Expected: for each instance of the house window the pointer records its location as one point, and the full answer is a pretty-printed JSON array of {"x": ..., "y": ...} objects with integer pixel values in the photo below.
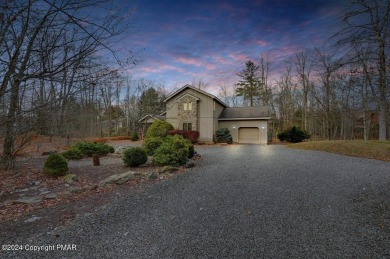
[
  {"x": 187, "y": 126},
  {"x": 187, "y": 106}
]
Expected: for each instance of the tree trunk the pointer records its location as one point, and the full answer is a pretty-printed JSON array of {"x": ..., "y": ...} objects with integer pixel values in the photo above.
[{"x": 7, "y": 160}]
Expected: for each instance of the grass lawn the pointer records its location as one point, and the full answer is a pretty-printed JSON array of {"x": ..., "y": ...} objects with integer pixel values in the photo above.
[{"x": 368, "y": 149}]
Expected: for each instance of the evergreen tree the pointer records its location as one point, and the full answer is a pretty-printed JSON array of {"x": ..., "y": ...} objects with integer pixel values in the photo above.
[
  {"x": 151, "y": 102},
  {"x": 249, "y": 87}
]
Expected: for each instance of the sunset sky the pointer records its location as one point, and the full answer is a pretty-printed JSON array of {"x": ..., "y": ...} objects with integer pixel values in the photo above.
[{"x": 211, "y": 40}]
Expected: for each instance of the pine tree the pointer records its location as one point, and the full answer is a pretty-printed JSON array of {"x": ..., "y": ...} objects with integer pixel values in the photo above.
[{"x": 249, "y": 87}]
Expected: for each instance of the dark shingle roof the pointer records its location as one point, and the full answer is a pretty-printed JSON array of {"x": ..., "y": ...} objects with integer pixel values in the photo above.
[
  {"x": 250, "y": 113},
  {"x": 195, "y": 89}
]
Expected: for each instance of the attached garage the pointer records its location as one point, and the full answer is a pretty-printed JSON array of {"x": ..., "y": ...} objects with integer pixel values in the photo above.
[
  {"x": 246, "y": 124},
  {"x": 248, "y": 135}
]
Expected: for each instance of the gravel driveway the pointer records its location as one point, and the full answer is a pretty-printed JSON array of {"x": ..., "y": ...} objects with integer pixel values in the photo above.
[{"x": 241, "y": 201}]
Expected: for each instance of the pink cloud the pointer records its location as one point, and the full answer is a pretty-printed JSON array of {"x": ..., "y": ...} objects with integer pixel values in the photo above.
[
  {"x": 261, "y": 43},
  {"x": 240, "y": 57},
  {"x": 160, "y": 68},
  {"x": 189, "y": 61}
]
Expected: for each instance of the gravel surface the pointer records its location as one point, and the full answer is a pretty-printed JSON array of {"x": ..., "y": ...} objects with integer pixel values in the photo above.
[{"x": 240, "y": 201}]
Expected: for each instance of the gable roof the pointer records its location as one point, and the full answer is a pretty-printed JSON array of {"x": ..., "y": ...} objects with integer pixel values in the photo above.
[
  {"x": 245, "y": 113},
  {"x": 195, "y": 89},
  {"x": 150, "y": 116}
]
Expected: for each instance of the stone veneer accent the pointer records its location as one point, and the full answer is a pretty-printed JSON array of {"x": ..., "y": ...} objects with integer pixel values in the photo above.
[{"x": 187, "y": 116}]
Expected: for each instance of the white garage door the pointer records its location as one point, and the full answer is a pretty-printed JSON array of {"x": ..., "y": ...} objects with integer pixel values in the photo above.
[{"x": 248, "y": 135}]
- - -
* _What to do_
An exact copy of the records above is needed, free of pictures.

* _Written answer_
Expected: for each instance of the house window the pointer records its location as one point, and the full answer is a pretty-printed JSON array of {"x": ..., "y": ...} objects with integer pixel values in the photo below.
[
  {"x": 187, "y": 126},
  {"x": 187, "y": 106}
]
Expected: for each instance of the tree trunk the pointer records its location as one point, and the full answer is a pretty-printed JSON array of {"x": ..., "y": ...} objects with integer pixel values in the photo above.
[{"x": 7, "y": 160}]
Expected: for each instance of the grass lawn the pointer records its location as one point, and the full answer is a pretty-printed JSON array of {"x": ..., "y": ...} objects with integer pixel values in the photo above.
[{"x": 368, "y": 149}]
Expected: for each instance of the evergreen tree the pointer records its location as one point, and the full answer is a pretty-printed JSON array of {"x": ..., "y": ...} objects with integer pixel values in the photo above.
[
  {"x": 151, "y": 102},
  {"x": 249, "y": 87}
]
Expected: for each instance of the sunset sky the pointer records its location as one point, and the full answer is a pretty-printed JSON array of {"x": ..., "y": ...} objects with integer pixel values in the photo above.
[{"x": 211, "y": 40}]
Expected: for each instance of the pine tree the pointer records its location as one point, and the full answer is a pretty-printed JSON array of {"x": ..., "y": ...} objects with integer pixel values in the photo above.
[{"x": 249, "y": 87}]
Expected: for each instance of the dark shingle roof the pointer records its location as one point, and the full answer is a pretty-printed JSON array of {"x": ..., "y": ...} objects with integer pixel values in the photo above.
[
  {"x": 250, "y": 113},
  {"x": 195, "y": 89}
]
Expected: for each instance of the attached garage the pointer records its location as one point, and the full answer is a pretty-printed JSON array of {"x": ..., "y": ...} objects with integer pixel values in the photo above.
[
  {"x": 246, "y": 124},
  {"x": 248, "y": 135}
]
Expected: for each instance of the gravel driveway the pointer records its location as one point, and the full answer is a pretty-printed JSON array of {"x": ..., "y": ...} objects with integer pixel values in the photo above.
[{"x": 241, "y": 201}]
Expected: for each instance of the pink cloud the pointer records its location as one point, and the full answer is a pretty-printed JSON array of {"x": ..., "y": ...} objects with integer pixel values in the photo above.
[
  {"x": 261, "y": 43},
  {"x": 240, "y": 57},
  {"x": 160, "y": 68},
  {"x": 189, "y": 61}
]
Expected: for each instance of the gravel surface the pointer records its location as one point, and the full answer is a pretty-printed JSON array of {"x": ..., "y": ...} objects with integer pixel values in the photo above.
[{"x": 240, "y": 201}]
Expected: for each instance of the gable roof the pointer records its location as one point, and the full answer is a pretty-printed JSON array of {"x": ..., "y": ...} objects with integer pixel values in the photo above.
[
  {"x": 245, "y": 113},
  {"x": 195, "y": 89},
  {"x": 150, "y": 116}
]
Expected: for each instance of the stone veneer accent the pointer records its location as one point, and the full answer is a pretty-printed JSON array of {"x": ..., "y": ...} objects with integer pixel values in the photo above.
[{"x": 187, "y": 116}]
Expected: for each instance of the white garage door the pointer records its location as one point, and the full answer is a pretty-printed JSON array of {"x": ..., "y": ...} objects with integer pixel values in the photo above.
[{"x": 248, "y": 135}]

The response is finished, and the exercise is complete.